--- Begin RECORDS SHOWN ---

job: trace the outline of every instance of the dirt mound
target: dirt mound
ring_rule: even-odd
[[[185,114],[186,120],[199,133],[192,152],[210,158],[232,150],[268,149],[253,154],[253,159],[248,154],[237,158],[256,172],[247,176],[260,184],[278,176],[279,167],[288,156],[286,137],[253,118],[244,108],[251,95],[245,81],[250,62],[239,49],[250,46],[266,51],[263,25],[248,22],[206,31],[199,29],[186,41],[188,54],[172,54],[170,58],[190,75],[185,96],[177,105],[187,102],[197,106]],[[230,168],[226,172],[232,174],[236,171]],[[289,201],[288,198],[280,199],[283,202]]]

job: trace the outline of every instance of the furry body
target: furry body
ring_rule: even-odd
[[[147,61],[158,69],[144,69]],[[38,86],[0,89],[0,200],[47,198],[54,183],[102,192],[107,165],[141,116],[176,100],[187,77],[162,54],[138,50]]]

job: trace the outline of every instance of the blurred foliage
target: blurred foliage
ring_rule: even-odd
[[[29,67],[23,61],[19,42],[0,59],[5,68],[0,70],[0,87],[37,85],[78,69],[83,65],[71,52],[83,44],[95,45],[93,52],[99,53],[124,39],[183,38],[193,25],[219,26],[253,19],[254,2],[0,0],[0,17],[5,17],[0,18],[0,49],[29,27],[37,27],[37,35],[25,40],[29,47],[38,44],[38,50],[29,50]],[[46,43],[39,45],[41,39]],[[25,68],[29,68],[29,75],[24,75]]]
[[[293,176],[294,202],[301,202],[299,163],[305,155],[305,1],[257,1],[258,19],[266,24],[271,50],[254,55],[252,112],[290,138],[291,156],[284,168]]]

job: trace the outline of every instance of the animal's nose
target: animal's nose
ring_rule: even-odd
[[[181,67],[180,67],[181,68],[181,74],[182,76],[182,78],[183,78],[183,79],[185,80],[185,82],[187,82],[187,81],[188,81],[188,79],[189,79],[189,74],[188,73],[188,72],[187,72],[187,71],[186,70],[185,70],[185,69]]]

--- End RECORDS SHOWN ---

WORK INSTRUCTIONS: From the line with "job: trace the outline of every instance of the animal's" to the last line of the material, give every line again exactly, and only those lines.

WRITTEN ANSWER:
job: trace the outline of every instance of the animal's nose
target: animal's nose
ring_rule: even-odd
[[[181,67],[180,67],[181,68],[181,74],[182,76],[182,78],[183,78],[183,79],[185,80],[185,82],[187,82],[187,81],[188,81],[188,79],[189,79],[189,74],[188,73],[188,72],[187,72],[187,71],[186,70],[185,70],[185,69]]]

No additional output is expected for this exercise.